_Instructions to follow_: Starting at the line that contains "segment the stone arch" and stopping after the line that contains "M 3 95 L 3 94", write out those lines of the records again. Add 91 to every coordinate in the path data and keep all other text as it stands.

╭─ The records

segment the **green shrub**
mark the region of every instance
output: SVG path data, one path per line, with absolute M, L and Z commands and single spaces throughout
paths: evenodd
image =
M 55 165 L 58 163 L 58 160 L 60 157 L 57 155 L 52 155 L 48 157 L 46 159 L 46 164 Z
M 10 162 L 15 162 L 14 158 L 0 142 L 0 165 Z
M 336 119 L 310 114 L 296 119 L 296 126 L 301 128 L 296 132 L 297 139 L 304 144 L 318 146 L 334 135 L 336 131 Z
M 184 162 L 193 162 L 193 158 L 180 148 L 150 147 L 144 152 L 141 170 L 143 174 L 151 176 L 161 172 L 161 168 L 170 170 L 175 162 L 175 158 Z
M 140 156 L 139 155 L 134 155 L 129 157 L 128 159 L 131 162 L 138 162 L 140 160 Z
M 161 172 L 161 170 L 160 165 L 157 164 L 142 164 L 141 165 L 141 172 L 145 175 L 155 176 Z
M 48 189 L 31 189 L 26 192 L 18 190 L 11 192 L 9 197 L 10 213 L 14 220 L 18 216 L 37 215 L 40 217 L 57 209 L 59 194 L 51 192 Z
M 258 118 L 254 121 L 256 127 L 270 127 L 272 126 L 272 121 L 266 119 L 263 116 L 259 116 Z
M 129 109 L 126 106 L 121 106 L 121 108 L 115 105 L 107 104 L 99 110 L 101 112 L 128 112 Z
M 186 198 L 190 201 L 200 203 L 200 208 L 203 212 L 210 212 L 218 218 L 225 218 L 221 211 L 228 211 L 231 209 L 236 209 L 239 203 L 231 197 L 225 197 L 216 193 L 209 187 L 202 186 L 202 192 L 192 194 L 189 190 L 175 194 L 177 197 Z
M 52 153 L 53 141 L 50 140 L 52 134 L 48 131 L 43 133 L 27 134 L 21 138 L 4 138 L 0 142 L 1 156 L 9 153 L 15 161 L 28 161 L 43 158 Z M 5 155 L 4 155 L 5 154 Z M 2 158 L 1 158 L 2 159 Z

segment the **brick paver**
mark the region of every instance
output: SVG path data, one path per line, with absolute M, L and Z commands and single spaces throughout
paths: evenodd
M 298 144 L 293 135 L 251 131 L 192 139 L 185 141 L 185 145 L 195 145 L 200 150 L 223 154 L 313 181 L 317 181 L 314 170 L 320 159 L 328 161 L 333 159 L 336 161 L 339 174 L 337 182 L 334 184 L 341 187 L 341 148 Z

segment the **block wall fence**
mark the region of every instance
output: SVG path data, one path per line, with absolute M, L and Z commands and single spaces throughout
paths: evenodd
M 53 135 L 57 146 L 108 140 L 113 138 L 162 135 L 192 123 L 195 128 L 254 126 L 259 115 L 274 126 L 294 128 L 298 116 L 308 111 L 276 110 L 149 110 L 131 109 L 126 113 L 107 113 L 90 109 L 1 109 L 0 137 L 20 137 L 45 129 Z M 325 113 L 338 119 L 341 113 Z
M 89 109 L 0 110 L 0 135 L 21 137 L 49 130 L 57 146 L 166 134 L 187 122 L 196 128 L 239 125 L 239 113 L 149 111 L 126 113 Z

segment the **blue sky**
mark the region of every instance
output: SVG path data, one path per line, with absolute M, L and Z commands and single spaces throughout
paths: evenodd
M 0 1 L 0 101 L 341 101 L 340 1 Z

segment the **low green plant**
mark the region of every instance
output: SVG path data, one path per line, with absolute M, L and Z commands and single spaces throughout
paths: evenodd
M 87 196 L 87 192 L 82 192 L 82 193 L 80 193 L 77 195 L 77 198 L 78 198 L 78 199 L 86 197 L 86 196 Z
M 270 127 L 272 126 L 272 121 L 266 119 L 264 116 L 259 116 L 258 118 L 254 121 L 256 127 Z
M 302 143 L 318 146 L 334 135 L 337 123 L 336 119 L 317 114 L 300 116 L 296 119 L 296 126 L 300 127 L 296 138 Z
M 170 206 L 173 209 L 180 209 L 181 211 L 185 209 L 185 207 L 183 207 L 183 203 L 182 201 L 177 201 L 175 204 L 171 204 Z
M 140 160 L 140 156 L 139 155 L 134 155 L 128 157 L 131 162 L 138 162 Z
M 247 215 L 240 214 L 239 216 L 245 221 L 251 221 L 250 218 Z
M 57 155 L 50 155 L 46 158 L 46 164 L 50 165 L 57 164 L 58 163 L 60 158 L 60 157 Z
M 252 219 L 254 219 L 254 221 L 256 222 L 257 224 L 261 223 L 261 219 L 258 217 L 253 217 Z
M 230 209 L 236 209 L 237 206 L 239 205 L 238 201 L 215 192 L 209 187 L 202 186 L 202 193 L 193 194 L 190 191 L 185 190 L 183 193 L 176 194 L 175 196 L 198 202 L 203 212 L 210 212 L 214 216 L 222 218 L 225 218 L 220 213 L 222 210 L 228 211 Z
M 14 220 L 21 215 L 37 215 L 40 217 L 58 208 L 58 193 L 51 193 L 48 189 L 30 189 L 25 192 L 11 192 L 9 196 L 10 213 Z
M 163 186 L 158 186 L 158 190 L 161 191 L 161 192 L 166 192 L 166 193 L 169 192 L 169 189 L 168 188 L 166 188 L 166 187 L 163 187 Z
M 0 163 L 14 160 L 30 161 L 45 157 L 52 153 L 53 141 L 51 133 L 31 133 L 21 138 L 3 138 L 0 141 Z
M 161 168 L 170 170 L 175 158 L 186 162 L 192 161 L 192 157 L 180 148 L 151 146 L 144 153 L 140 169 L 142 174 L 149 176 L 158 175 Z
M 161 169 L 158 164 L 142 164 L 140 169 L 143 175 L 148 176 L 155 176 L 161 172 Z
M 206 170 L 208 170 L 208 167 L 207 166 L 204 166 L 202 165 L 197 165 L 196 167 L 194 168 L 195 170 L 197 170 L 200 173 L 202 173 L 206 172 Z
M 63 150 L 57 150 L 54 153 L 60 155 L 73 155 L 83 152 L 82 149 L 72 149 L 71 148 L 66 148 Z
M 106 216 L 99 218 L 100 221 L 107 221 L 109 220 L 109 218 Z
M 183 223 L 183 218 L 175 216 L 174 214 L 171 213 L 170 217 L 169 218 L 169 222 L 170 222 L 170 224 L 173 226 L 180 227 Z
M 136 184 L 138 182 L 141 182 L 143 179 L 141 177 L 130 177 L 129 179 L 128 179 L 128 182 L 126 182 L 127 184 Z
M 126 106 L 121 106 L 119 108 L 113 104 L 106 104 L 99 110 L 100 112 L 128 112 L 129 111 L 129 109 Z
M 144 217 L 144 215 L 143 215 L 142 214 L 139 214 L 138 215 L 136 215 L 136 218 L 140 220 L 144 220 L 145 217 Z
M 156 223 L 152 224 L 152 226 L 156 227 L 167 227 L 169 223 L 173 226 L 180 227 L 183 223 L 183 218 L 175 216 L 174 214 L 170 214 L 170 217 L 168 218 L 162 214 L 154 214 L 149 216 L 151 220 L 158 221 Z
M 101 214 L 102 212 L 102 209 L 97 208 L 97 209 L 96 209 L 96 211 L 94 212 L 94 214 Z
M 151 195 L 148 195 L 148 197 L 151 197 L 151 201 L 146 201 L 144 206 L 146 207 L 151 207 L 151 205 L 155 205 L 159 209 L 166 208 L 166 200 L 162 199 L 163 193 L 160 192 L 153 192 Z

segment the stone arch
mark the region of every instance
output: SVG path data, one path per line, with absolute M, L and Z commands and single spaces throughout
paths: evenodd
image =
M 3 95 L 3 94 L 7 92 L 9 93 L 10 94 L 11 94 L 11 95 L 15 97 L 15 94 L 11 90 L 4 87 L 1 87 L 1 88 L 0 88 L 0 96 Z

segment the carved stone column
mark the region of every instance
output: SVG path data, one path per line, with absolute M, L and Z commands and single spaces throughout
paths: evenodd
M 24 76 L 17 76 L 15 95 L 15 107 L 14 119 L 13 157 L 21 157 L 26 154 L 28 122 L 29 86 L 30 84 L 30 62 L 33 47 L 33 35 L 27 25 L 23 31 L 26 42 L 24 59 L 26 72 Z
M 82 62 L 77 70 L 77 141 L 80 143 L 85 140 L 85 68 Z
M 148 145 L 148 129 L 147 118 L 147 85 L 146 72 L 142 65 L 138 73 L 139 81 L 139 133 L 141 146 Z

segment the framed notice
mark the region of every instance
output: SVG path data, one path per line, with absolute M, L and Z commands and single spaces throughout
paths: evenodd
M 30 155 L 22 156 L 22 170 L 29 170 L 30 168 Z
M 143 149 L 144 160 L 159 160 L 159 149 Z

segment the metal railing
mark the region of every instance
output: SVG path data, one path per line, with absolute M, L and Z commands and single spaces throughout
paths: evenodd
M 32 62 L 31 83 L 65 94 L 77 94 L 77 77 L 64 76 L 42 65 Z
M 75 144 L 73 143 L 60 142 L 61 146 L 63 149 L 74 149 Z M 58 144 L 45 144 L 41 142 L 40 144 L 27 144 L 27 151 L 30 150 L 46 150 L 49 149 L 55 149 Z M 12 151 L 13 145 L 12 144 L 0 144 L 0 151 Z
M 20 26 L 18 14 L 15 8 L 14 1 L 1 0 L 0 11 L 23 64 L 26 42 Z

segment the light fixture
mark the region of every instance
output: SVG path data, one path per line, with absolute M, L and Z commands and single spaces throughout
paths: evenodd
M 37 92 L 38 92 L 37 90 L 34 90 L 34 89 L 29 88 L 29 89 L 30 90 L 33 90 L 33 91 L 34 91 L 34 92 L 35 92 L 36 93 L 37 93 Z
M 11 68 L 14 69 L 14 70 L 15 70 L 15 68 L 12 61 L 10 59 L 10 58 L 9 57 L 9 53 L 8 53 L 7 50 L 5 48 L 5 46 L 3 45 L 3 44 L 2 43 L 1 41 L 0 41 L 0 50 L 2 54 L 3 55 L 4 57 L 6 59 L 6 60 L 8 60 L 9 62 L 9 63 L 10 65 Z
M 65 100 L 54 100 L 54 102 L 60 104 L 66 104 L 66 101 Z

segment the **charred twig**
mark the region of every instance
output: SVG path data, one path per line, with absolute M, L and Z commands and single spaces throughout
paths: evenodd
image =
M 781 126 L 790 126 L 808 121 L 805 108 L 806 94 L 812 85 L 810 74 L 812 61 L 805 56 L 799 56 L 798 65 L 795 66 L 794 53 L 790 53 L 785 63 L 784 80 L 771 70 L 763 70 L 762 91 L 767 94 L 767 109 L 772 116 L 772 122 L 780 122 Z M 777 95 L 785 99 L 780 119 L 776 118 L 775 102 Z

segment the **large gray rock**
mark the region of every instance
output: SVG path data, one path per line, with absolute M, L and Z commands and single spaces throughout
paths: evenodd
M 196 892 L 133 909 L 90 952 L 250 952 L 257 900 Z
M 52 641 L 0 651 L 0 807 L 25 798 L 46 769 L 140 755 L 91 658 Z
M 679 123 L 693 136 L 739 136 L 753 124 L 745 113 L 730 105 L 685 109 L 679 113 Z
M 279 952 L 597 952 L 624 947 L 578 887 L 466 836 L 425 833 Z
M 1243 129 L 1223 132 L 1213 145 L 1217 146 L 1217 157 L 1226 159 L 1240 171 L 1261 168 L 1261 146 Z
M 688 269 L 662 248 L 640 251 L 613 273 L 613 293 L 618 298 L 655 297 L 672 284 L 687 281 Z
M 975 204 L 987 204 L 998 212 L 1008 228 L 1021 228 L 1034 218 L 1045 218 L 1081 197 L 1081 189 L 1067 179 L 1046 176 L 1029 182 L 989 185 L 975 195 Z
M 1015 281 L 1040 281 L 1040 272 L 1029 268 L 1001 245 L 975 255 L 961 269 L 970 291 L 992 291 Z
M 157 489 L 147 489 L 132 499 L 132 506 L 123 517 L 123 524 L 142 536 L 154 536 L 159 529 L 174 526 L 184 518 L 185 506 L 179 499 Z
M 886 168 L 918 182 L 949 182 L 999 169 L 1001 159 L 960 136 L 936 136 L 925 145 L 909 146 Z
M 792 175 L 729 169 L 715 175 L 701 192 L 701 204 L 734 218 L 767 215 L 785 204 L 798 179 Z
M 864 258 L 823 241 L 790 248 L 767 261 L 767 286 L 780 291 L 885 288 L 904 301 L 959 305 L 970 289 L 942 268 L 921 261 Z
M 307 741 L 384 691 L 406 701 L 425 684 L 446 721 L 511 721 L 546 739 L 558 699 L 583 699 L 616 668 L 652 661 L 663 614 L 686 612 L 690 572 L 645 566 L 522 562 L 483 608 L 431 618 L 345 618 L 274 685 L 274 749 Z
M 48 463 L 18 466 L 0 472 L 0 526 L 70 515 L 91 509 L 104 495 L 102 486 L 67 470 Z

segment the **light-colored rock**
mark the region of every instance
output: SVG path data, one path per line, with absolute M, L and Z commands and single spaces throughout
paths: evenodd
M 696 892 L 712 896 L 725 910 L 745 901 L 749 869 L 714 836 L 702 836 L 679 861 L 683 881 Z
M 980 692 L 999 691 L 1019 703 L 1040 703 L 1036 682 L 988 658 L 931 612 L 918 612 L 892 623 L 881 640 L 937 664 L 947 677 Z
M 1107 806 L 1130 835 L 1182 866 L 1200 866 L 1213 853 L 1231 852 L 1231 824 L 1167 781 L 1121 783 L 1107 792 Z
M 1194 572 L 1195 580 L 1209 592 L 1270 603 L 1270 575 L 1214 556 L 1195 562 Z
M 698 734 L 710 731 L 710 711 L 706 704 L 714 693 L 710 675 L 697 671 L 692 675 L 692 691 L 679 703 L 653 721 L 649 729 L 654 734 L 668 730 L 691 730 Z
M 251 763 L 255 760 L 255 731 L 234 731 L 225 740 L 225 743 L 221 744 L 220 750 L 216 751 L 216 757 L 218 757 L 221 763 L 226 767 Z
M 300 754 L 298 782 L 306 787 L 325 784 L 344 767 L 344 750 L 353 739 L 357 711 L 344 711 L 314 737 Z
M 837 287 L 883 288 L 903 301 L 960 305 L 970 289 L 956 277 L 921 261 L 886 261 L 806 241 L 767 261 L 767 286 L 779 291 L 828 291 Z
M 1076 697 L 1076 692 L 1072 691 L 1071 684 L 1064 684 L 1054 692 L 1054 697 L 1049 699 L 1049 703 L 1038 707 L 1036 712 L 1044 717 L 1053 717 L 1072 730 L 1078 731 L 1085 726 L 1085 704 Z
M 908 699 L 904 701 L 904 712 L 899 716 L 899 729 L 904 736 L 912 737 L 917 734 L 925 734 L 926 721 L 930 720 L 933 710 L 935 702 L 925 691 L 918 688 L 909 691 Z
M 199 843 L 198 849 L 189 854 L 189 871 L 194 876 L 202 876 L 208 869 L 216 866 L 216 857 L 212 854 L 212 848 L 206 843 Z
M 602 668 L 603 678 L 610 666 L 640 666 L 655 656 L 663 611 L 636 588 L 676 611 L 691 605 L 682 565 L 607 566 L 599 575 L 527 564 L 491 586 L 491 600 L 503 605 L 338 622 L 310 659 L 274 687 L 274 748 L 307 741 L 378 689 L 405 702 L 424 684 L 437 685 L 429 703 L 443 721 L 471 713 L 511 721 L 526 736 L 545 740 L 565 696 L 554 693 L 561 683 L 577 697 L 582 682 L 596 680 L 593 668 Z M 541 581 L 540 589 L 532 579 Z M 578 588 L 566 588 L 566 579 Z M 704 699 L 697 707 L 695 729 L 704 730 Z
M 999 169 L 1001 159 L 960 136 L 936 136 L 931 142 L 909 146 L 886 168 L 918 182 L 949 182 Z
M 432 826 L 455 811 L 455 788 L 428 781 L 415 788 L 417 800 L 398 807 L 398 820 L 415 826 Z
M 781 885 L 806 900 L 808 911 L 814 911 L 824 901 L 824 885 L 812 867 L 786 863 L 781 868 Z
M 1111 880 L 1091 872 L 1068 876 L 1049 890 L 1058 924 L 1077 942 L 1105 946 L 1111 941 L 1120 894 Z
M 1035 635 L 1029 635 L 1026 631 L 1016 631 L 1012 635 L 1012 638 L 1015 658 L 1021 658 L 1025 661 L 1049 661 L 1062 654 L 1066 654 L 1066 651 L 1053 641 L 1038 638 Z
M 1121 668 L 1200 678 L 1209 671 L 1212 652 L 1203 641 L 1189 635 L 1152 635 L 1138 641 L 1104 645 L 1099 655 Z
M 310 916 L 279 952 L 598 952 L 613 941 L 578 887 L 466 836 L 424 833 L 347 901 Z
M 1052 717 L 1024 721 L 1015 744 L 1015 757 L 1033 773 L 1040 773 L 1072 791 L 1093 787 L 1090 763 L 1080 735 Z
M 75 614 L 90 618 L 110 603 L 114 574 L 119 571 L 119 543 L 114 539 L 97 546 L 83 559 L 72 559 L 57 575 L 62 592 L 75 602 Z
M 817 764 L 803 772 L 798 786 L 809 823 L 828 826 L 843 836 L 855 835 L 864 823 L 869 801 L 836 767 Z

╰─

_Complete answer_:
segment the stone arch
mark the region of every instance
output: SVG path data, one path per line, with absolute M, L and Z commands and single spaces throughout
paths: evenodd
image =
M 94 186 L 94 185 L 98 183 L 100 184 L 101 185 L 102 185 L 102 186 L 106 188 L 106 185 L 102 181 L 95 178 L 92 178 L 92 179 L 91 179 L 91 187 Z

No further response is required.